[SHORT PROBLEM]:
Below are some records; repeat them all exactly, minus the pictures.

[DATA IN THIS EXERCISE]:
··········

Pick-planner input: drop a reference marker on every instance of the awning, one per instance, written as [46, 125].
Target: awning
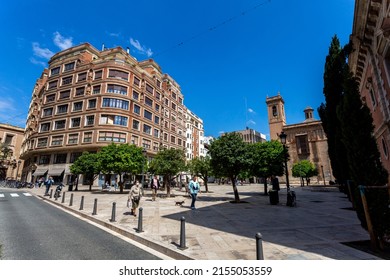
[40, 171]
[56, 170]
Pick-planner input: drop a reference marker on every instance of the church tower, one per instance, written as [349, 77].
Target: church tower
[276, 115]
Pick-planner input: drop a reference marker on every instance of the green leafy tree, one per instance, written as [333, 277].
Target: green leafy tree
[201, 167]
[335, 67]
[120, 159]
[229, 157]
[304, 169]
[86, 164]
[168, 163]
[267, 160]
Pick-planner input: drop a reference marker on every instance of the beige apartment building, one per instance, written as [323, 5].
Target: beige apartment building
[11, 138]
[87, 99]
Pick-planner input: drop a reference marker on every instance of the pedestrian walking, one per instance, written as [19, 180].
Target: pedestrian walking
[194, 189]
[48, 183]
[135, 198]
[154, 185]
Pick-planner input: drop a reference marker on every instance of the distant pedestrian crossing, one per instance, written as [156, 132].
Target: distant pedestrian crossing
[14, 195]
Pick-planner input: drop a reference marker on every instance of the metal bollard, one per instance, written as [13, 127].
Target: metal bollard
[259, 246]
[113, 212]
[95, 207]
[139, 229]
[182, 233]
[82, 203]
[71, 200]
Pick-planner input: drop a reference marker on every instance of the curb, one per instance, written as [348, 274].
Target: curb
[153, 245]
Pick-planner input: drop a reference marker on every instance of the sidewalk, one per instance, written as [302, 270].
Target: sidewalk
[221, 230]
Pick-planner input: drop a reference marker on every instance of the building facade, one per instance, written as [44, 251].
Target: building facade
[87, 99]
[305, 140]
[11, 138]
[195, 136]
[370, 64]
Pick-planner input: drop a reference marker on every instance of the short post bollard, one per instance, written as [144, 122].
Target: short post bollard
[95, 207]
[182, 233]
[259, 246]
[113, 212]
[140, 220]
[71, 200]
[82, 203]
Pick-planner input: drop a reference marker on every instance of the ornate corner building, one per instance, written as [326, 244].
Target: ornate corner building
[87, 99]
[305, 140]
[370, 64]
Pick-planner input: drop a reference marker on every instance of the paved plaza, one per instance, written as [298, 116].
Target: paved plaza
[221, 230]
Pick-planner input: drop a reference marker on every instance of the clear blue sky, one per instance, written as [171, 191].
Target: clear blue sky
[227, 55]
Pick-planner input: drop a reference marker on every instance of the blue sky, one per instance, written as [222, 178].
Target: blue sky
[227, 55]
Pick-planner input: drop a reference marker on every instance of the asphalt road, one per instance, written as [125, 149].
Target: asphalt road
[31, 229]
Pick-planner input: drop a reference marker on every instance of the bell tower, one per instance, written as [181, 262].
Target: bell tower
[276, 115]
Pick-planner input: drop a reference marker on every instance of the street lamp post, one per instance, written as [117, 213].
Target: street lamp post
[283, 138]
[143, 167]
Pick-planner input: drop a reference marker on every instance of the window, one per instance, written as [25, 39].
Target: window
[89, 120]
[96, 89]
[147, 129]
[137, 109]
[67, 80]
[57, 140]
[52, 84]
[117, 89]
[302, 144]
[136, 124]
[91, 103]
[55, 71]
[137, 81]
[69, 66]
[135, 95]
[44, 159]
[73, 138]
[42, 142]
[147, 115]
[59, 124]
[59, 158]
[64, 94]
[80, 91]
[82, 77]
[78, 106]
[50, 98]
[48, 112]
[87, 137]
[118, 74]
[134, 140]
[45, 127]
[149, 88]
[115, 103]
[98, 74]
[75, 122]
[146, 143]
[62, 109]
[148, 101]
[112, 137]
[74, 156]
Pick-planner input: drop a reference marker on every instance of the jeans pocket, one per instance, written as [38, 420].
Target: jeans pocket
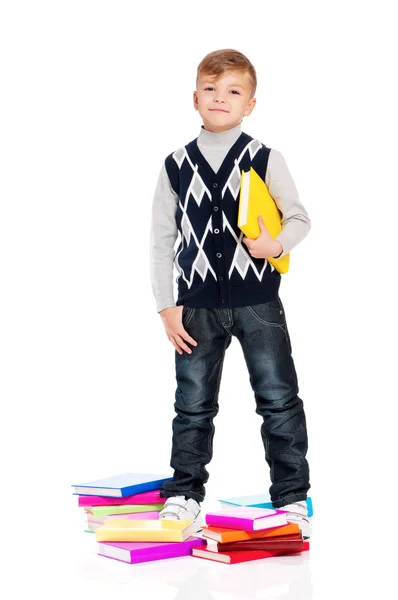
[269, 313]
[187, 314]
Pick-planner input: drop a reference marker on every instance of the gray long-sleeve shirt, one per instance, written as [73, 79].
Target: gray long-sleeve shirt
[163, 234]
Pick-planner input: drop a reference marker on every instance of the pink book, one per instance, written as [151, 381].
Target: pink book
[152, 497]
[135, 552]
[247, 518]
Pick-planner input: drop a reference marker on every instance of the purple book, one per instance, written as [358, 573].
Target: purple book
[247, 518]
[135, 552]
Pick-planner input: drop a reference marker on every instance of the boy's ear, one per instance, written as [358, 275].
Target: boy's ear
[250, 107]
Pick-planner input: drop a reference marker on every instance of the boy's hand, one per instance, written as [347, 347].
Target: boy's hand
[264, 246]
[172, 321]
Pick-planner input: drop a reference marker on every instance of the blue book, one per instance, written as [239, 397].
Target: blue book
[258, 501]
[120, 486]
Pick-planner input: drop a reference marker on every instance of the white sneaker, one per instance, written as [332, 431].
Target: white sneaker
[177, 508]
[298, 513]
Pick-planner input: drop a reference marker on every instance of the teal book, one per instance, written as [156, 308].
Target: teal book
[120, 486]
[257, 501]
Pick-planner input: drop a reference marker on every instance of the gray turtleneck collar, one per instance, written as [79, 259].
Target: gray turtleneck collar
[215, 144]
[210, 139]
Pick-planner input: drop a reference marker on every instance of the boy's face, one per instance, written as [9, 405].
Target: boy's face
[223, 103]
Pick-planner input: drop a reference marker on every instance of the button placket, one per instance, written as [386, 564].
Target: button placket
[218, 242]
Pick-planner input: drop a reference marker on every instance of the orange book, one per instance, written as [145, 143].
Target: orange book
[224, 535]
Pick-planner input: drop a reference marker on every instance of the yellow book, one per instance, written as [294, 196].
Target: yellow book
[145, 530]
[255, 200]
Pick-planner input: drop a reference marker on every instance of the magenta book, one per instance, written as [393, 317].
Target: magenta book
[152, 497]
[247, 518]
[136, 552]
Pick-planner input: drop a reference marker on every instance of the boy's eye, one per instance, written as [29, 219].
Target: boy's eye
[211, 88]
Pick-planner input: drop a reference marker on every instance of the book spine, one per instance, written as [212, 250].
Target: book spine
[229, 522]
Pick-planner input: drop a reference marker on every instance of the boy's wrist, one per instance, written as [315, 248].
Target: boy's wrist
[278, 249]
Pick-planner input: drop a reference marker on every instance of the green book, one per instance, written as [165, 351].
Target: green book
[121, 509]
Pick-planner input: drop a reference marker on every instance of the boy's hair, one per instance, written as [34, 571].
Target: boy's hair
[220, 61]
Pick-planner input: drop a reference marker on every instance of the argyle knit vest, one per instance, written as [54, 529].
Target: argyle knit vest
[215, 268]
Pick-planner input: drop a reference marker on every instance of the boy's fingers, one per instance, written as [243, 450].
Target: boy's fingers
[188, 338]
[182, 344]
[174, 344]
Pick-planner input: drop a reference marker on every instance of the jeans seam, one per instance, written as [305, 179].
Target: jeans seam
[256, 316]
[215, 399]
[189, 316]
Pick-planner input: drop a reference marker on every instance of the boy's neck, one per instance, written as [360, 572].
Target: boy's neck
[221, 138]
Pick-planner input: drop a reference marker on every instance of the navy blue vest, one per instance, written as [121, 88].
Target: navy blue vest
[214, 265]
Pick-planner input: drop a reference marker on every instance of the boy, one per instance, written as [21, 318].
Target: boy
[226, 287]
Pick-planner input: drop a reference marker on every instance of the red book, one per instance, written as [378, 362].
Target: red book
[152, 497]
[237, 556]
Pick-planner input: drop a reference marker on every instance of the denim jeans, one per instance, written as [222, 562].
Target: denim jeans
[263, 335]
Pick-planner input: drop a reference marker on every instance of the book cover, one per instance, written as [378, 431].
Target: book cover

··········

[TASK RESULT]:
Pick-planner input: drop a reference marker on every instance of the awning, one per instance, written as [46, 125].
Target: awning
[40, 171]
[56, 170]
Pick-planner input: drop a reference marker on every instance of the church tower, one per instance, written as [349, 77].
Target: church tower
[276, 115]
Pick-planner input: drop a reference marker on every instance of the green leafy tree, one per instance, written as [333, 277].
Target: green leafy tree
[201, 167]
[335, 67]
[120, 159]
[229, 157]
[304, 169]
[86, 164]
[168, 163]
[267, 160]
Pick-planner input: drop a reference marker on every instance of the beige apartment building, one per instance, written as [323, 5].
Target: beige apartment building
[11, 138]
[87, 99]
Pick-planner input: drop a reference marker on every instance of the pedestrian walking, one per instance, written as [19, 180].
Target: pedestrian walking
[194, 189]
[48, 183]
[135, 198]
[154, 185]
Pick-planner input: drop a reference marker on every instance of the distant pedestrian crossing, one per instance, written as [156, 132].
Target: distant pedestrian crossing
[14, 195]
Pick-planner input: drop a reference marker on every instance of the metal bollard, one per instance, written as [13, 127].
Target: metal bollard
[259, 246]
[113, 212]
[95, 207]
[139, 229]
[182, 233]
[82, 203]
[71, 200]
Pick-planner input: drop a reference marker on every instance of the curb, one per instance, written as [348, 274].
Target: curb
[153, 245]
Pick-planner input: drop a reference marker on every instance of the sidewalk, one per instance, written as [302, 270].
Target: sidewalk
[221, 230]
Pick-planner input: drop a reference marker on every instance of the building facade, one per instance, written as [44, 251].
Target: building facade
[87, 99]
[305, 140]
[11, 138]
[195, 136]
[370, 64]
Pick-planner input: drop a reference marker on every instance of the short post bollard, one per instance, written as [144, 122].
Target: short post bollard
[95, 207]
[182, 233]
[259, 246]
[113, 212]
[140, 220]
[71, 200]
[82, 203]
Pick-planner input: drop a reference marker on every instance of the ornate corner building, one per instance, written as [326, 244].
Target: ornate corner building
[87, 99]
[305, 140]
[370, 64]
Pick-planner input: drop a reference marker on every instance of the paved plaza, one per instance, written as [298, 116].
Target: paved plaza
[221, 230]
Pick-planner input: drop a reference marker on every instance of the clear blue sky, one per instance, written as [171, 191].
Target: clear blue sky
[227, 55]
Pick-planner input: drop a reference marker on every instance of the blue sky, one per instance, written as [222, 178].
Target: blue sky
[227, 55]
Pick-planner input: drop a reference marker on every instance of the asphalt road, one per instance, written as [125, 149].
Target: asphalt road
[31, 229]
Pick-planner input: drop a reference marker on every instance of the bell tower, one per instance, written as [181, 262].
Target: bell tower
[276, 115]
Pick-planner input: drop a reference marker on every instance of the street lamp post, one per instance, written as [117, 213].
Target: street lamp post
[283, 138]
[143, 167]
Pick-planner input: drop a reference marker on every instance of the window, one per instance, written as [25, 39].
Target: window
[89, 120]
[96, 89]
[147, 129]
[137, 109]
[67, 80]
[57, 140]
[52, 84]
[117, 89]
[302, 144]
[136, 124]
[91, 103]
[55, 71]
[137, 81]
[69, 66]
[135, 95]
[44, 159]
[73, 138]
[42, 142]
[147, 115]
[59, 124]
[59, 158]
[64, 94]
[80, 91]
[82, 77]
[78, 106]
[50, 98]
[48, 112]
[87, 137]
[118, 74]
[134, 140]
[45, 127]
[149, 88]
[115, 103]
[98, 74]
[75, 122]
[146, 143]
[62, 109]
[148, 101]
[112, 137]
[74, 156]
Pick-planner input: drop a reference marker on every instance of the jeans pocket, one per instance, written as [38, 420].
Target: jeans pocket
[269, 313]
[187, 314]
Pick-planner input: drop a reference marker on every instance of the gray long-sleeve shirt, one per instance, written as [73, 79].
Target: gray long-sleeve shirt
[163, 234]
Pick-planner input: drop a reference marker on every instance of the pink book, one per instance, written as [151, 381].
Target: pink book
[152, 497]
[135, 552]
[247, 518]
Pick-planner input: drop a reference marker on every instance of the purple book, one per instance, written as [358, 573].
Target: purple book
[247, 518]
[135, 552]
Pick-planner input: drop a reference marker on every instance of the boy's ear, one per instance, written as [358, 275].
Target: boy's ear
[250, 107]
Pick-planner input: drop a reference marker on every instance of the boy's hand, one per instance, written as [347, 347].
Target: boy's hand
[264, 246]
[172, 321]
Pick-planner input: drop a reference marker on every instance of the blue book, one per instance, written as [239, 397].
Target: blue book
[258, 501]
[120, 486]
Pick-planner input: drop a reference marker on every instance of the white sneaker, one per instance, written as [332, 431].
Target: white sneaker
[177, 508]
[298, 513]
Pick-planner input: drop a reference marker on every instance of the teal book, one per instance, written as [156, 308].
Target: teal book
[120, 486]
[257, 501]
Pick-planner input: drop a reference marker on every instance of the gray turtleneck collar, one per instance, written as [79, 259].
Target: gray turtleneck collar
[215, 144]
[210, 139]
Pick-planner input: drop a reference marker on every instance of the boy's face, one per instance, written as [9, 405].
Target: boy's face
[223, 103]
Pick-planner input: drop a reference marker on every instance of the button placket, one per instance, written as [386, 564].
Target: button placket
[218, 242]
Pick-planner input: drop a reference marker on every instance of the orange book, one per instance, written as [145, 143].
Target: orange book
[224, 535]
Pick-planner input: drop a reference marker on every instance of the yellow book, one per instance, written as [294, 196].
Target: yellow book
[145, 530]
[255, 200]
Pick-planner input: drop a reference marker on every instance of the magenta book, one per instance, written as [393, 317].
Target: magenta book
[152, 497]
[247, 518]
[136, 552]
Pick-planner input: drop a reference marker on every instance of the boy's eye, one per instance, written as [29, 219].
Target: boy's eye
[211, 88]
Pick-planner input: drop a reference marker on every instance of the book spine, one per instance, written as [212, 250].
Target: book spine
[229, 522]
Pick-planner input: drop a reference marker on every instance of the boy's wrist, one per instance, written as [315, 248].
Target: boy's wrist
[278, 249]
Pick-planner input: drop a reference marker on every instance of the green book, one per instance, written as [165, 351].
Target: green book
[121, 509]
Pick-planner input: drop a reference marker on every instance of the boy's hair, one per instance, written as [34, 571].
Target: boy's hair
[220, 61]
Pick-planner input: drop a reference marker on every instance of the argyle knit vest, one per instance, written as [54, 529].
Target: argyle knit vest
[215, 268]
Pick-planner input: drop a reference marker on every instance of the boy's fingers, one per instance, written as [243, 450].
Target: boy's fingers
[188, 338]
[182, 344]
[174, 344]
Pick-planner input: drop a reference marker on every instance of the jeans seam, one per instance, written as [305, 179].
Target: jeans seam
[256, 316]
[215, 399]
[189, 316]
Pick-planner input: drop a reference marker on every instance of the boy's neck, one per instance, written as [360, 572].
Target: boy's neck
[221, 138]
Pick-planner input: drop a reference marker on every instance of the navy blue vest, one per instance, written as [121, 88].
Target: navy blue vest
[214, 265]
Pick-planner input: drop a reference marker on every instance of the boy, one per instance, written as [21, 318].
Target: boy
[226, 287]
Pick-planner input: drop a reference marker on every instance of the red book, one per instance, written as [378, 362].
Target: red book
[152, 497]
[237, 556]
Pick-planner input: drop a reference marker on every instance of the denim jeans, one per instance, written as [222, 562].
Target: denim jeans
[263, 335]
Pick-planner input: drop a reference marker on every instance of the book cover, one per instance, written as [378, 431].
Target: book cover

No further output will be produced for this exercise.